He qualified as a personal trainer in September 2019 and stayed active during the UK’s COVID lockdowns, but found working out five times a week challenging when life returned to normal.
After a good start to 2022, factors like being away, social events, and training for the London Marathon in October got in the way of Cavanagh’s workout consistency and meant running replaced gym time.
Getting back to the gym felt good
Cavanagh’s main strength goals in 2023 were centered around the three big lifts: squats, deadlifts, and bench presses.
In 2022, his personal bests were:
Squats: 110 kilograms (243 pounds) for three sets of seven
Deadlifts: 140 kilograms (287 pounds) for three sets of six
Bench press: 90 kilograms (198 pounds) for three sets of six
In his first workouts of 2023, Cavanagh did:
Squats: 90 kg (198 pounds) for three sets of 10
Deadlifts: 120 kilograms (265 pounds) for three sets of eight
Bench press: 80 kilograms (176 pounds) for three sets of eight
Getting back to the gym felt surprisingly good, Cavanagh said, and he didn’t feel like he’d regressed too much on most exercises.
He was hitting his five workouts a week every week, working out Monday to Friday so he had the weekends for socializing and relaxing, and consistency was easier when going to the gym was part of his morning routine.
Cavanagh also did Dry January, which he said definitely helped as he felt energized and was sleeping well.
Mid-way through January, he started eating more
Cavanagh didn’t change his diet at first to see how his weight and strength might change while eating around his maintenance calories. Not only did Cavanagh not gain weight, he actually dropped a small amount.

- [Provided material]
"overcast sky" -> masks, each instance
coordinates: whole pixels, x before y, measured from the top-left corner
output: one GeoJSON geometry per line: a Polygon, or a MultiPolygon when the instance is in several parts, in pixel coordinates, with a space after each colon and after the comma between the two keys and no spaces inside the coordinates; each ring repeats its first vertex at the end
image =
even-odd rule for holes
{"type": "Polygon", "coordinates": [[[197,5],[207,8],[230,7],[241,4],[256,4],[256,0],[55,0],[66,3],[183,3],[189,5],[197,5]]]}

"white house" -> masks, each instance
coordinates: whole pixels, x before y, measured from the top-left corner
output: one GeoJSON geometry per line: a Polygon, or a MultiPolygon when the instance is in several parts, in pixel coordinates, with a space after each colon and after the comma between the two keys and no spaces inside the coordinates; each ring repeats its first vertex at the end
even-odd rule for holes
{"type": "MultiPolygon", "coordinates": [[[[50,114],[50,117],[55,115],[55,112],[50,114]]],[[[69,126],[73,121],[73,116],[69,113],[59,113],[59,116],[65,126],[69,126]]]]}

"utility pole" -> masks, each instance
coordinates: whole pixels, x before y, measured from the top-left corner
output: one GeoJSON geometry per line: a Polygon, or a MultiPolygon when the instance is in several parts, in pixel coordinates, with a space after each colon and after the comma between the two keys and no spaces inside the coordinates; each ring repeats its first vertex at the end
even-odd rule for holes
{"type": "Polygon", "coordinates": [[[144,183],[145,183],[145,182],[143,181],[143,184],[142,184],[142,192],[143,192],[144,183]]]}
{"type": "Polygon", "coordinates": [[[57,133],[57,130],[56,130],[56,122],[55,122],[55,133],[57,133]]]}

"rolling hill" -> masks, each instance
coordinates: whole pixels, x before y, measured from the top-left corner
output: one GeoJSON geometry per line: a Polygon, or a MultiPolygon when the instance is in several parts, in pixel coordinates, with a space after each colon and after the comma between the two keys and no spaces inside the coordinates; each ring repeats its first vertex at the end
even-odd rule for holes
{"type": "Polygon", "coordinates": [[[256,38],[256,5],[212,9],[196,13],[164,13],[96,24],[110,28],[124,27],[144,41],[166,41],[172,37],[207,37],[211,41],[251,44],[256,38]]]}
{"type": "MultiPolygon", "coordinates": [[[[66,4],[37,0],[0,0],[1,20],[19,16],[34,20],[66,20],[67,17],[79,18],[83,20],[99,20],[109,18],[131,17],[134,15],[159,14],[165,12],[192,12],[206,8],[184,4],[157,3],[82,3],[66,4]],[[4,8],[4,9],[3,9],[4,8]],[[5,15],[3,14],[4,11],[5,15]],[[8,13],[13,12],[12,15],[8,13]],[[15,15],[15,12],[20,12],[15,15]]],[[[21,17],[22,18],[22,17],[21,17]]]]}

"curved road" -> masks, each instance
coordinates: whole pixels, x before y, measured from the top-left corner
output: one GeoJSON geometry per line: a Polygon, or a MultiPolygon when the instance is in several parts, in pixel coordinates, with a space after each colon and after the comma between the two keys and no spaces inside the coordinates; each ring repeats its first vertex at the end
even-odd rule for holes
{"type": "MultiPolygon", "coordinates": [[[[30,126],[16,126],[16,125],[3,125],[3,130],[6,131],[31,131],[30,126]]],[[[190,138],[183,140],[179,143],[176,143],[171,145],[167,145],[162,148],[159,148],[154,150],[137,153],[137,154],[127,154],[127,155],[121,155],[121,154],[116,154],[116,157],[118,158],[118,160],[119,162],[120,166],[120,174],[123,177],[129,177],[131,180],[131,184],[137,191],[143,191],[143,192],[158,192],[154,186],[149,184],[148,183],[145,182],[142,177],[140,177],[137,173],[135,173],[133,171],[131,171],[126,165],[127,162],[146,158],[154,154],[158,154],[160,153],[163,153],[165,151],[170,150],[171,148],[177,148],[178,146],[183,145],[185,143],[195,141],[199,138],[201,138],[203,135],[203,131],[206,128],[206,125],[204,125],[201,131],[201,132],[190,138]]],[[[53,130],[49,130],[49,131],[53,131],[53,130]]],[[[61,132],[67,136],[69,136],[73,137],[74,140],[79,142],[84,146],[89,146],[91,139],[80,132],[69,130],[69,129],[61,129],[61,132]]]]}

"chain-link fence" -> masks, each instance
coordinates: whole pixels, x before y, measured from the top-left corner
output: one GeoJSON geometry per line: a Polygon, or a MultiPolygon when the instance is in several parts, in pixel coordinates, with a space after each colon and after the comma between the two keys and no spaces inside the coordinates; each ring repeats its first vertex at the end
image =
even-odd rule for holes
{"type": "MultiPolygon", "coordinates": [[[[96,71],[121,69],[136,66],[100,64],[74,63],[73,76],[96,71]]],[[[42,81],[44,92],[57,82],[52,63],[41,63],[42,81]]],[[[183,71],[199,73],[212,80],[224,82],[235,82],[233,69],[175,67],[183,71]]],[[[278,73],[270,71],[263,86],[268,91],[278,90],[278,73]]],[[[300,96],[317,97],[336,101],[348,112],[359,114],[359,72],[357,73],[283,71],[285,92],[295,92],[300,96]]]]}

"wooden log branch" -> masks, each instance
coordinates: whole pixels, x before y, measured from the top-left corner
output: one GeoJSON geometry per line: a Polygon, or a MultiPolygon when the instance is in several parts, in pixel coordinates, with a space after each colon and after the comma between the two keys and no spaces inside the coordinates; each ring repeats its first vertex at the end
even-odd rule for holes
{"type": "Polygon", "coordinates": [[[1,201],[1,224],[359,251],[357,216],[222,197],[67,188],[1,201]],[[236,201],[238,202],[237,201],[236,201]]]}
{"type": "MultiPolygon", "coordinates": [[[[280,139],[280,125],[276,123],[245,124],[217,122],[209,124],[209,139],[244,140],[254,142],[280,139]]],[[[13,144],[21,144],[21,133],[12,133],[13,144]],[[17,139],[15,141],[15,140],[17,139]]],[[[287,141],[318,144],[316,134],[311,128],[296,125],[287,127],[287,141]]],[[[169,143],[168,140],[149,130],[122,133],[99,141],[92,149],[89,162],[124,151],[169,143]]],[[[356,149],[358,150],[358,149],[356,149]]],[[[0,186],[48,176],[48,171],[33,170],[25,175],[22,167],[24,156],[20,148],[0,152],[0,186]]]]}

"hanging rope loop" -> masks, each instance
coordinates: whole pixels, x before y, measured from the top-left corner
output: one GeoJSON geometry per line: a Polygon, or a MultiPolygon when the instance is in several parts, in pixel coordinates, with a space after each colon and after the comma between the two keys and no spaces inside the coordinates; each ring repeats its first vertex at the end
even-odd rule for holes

- [Try it] In the excerpt about Cavanagh's training, why did he schedule his workouts from Monday to Friday? Answer in one to three sentences.

- [Written solution] He worked out Monday to Friday so that he had the weekends free for socializing and relaxing.